▶ Task data:
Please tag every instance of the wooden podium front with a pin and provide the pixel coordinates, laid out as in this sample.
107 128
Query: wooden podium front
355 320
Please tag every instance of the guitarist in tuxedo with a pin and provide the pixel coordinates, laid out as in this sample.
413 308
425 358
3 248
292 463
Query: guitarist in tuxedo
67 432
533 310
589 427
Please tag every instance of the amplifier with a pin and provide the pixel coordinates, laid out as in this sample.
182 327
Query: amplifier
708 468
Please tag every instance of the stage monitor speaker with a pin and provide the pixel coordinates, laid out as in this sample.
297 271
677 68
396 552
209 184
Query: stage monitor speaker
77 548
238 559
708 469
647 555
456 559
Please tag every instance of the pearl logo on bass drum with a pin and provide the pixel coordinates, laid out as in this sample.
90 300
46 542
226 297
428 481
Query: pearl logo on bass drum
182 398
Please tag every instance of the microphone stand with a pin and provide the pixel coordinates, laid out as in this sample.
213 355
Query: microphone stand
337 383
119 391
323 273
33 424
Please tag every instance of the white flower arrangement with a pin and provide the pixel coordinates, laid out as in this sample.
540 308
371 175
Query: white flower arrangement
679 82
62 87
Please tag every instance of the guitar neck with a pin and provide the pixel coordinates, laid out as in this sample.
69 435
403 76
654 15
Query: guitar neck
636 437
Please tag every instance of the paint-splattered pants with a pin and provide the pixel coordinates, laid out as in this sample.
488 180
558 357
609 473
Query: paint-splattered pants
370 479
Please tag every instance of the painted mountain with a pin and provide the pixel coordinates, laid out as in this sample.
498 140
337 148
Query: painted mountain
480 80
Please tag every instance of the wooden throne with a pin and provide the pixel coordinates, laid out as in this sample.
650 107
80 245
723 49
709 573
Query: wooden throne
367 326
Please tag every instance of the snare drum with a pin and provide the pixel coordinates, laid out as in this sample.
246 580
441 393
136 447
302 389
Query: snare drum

▶ What is asked: From the records above, extract each line exactly as shown.

▶ Exercise answer:
Please tag every instance of the wooden podium front with a pin and provide the pixel coordinates, laid out as in this sample.
107 128
Query: wooden podium front
355 320
Please tag every instance of the guitarist in tuxedo with a pin and provide the pixel coordinates, laid out as in this sample.
413 308
425 358
3 248
292 463
Query: guitarist in tuxedo
67 432
533 310
589 427
Please tag every instance of the amplifier with a pin and provide the pixel coordinates, laid out as in this sample.
182 327
Query: amplifier
708 468
Please tag every instance of the stage monitor speaker with a pin and provide the pixel coordinates, laid out as in this sample.
297 271
677 68
396 552
209 184
Query: stage monitor speaker
77 548
238 559
708 469
647 555
456 559
Please tag every instance of the pearl logo on bass drum with a pin and provide the pixel coordinates, laid out as in this sample.
90 300
46 542
226 297
428 481
Query: pearl logo on bass drum
182 398
Please tag every instance of the microphone stand with a pin and provide the pixel coordinates, laid out as in this sample.
213 355
Query: microphone stand
337 383
119 391
323 273
33 424
Please tag every instance of the white flower arrangement with a pin and provide the pixel coordinates, laid out as in this sample.
540 308
371 175
Query: white flower arrangement
679 82
62 87
Please tag every instance of the guitar neck with a pin and provide the pixel coordinates, laid out as in this sample.
69 435
403 76
654 15
Query: guitar neck
636 437
Please tag every instance of the paint-splattered pants with a pin and provide the pixel coordinates, laid out as in this sample.
488 180
558 357
609 473
Query: paint-splattered pants
370 479
Please tag every instance of the painted mountain with a pin and provide the pixel coordinates, laid out as in this sample.
498 140
337 148
Query: painted mountain
480 80
Please tag every instance of the wooden throne with a pin and provide the pixel coordinates, laid out as in this sample.
650 107
80 245
723 49
709 573
Query: wooden throne
367 326
Please tag every instance of the snare drum with a pin and provide the pixel coordinates, laid out as in this sample.
246 580
441 393
136 447
302 389
Query: snare drum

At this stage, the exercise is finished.